__Exercise inputs__.

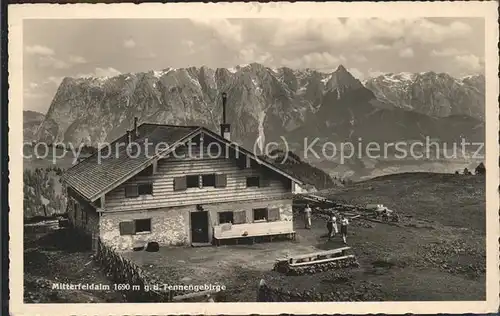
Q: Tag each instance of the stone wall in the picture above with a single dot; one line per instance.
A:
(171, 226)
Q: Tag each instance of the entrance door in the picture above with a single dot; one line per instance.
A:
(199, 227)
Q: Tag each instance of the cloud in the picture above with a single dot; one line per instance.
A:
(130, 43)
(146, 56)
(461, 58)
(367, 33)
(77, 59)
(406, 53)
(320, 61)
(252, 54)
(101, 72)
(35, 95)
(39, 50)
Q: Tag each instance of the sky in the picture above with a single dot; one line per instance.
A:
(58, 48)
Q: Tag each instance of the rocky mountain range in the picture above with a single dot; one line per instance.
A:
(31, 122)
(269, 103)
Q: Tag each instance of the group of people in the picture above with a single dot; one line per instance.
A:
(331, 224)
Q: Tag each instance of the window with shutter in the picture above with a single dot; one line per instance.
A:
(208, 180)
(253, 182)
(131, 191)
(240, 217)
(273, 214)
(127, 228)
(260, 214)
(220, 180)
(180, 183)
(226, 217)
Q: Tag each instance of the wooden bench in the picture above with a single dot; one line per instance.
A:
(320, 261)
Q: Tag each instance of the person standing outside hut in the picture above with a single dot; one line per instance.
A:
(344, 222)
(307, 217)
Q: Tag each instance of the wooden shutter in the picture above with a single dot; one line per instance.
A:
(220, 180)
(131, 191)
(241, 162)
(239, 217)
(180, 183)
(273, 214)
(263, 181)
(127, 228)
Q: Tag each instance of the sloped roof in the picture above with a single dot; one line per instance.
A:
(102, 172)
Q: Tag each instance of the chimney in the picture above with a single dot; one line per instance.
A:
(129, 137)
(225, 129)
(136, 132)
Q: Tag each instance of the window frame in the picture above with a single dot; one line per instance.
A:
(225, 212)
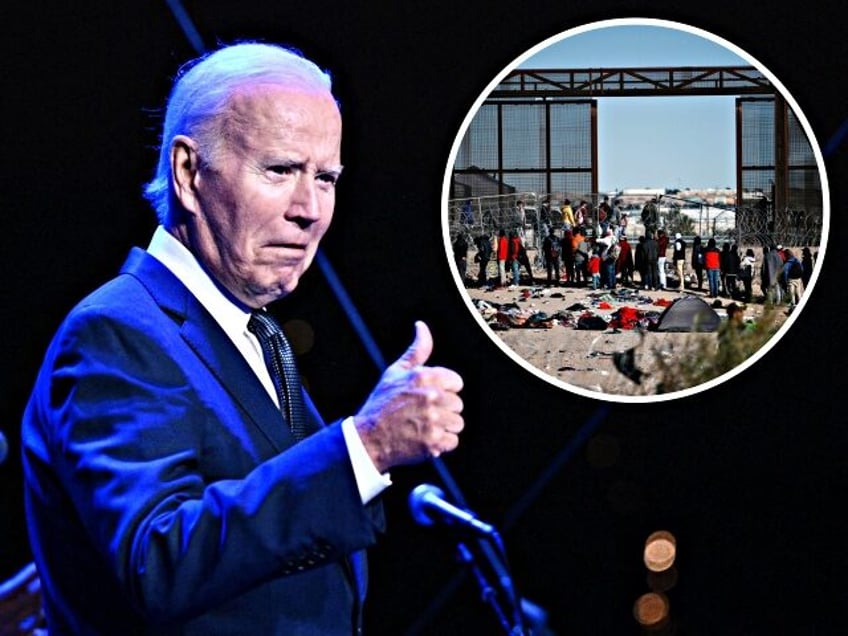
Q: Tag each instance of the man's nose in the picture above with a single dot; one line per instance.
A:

__What to produce__. Give again, exactly as written, the lines from the one with "Q: Tag each instance of the entrance" through the last line of the entries above, but skip the pictures.

__Exercise solution__.
Q: Tag each instance of the entrance door in the picture above with a single dot; one line per instance.
A:
(199, 227)
Q: Tag each instance of the cloud in the picture above with a single dot; one line per instance.
A:
(130, 43)
(146, 56)
(461, 58)
(367, 33)
(77, 59)
(406, 53)
(320, 61)
(252, 54)
(101, 72)
(35, 95)
(39, 50)
Q: Tag each instance of the sky in the picture above with a single dot; one line per instance.
A:
(58, 48)
Q: Tag each instance of the rocky mountain range in the picture above with a single dot; one line per instance.
A:
(31, 122)
(269, 103)
Q: Tag each instance of the group of people in the picture above with a single dot; one line per instance.
A:
(331, 224)
Q: Tag each instance of the window with shutter in the picture above with a single dot; one line per instance.
A:
(208, 180)
(253, 182)
(131, 191)
(240, 217)
(273, 214)
(127, 228)
(260, 214)
(220, 180)
(180, 183)
(226, 217)
Q: Tag each instance of the wooden bench in the picture above with a single dot; one line per instance.
A:
(320, 261)
Q: Tag each instance of the person standing outside hut in the picture above with a single dot; one line per instance.
A:
(344, 222)
(307, 217)
Q: Tag each instance of the wooden shutter in the picture above with a single dot; one line per instance.
A:
(220, 180)
(131, 191)
(241, 162)
(239, 217)
(180, 183)
(273, 214)
(263, 181)
(127, 228)
Q: Tag each instance of the sloped roof in the picture above with a single dot; one line per instance.
A:
(102, 172)
Q: Tag each instance of the chimney in the picture above with a single dot; one line per instance.
A:
(129, 137)
(225, 129)
(136, 132)
Q: Tag each instance of the window frame in the picture above with a single dot; one line per instance.
A:
(225, 212)
Q: Tag each instance of the man's nose in the picture above with a single dot; one line per instance.
A:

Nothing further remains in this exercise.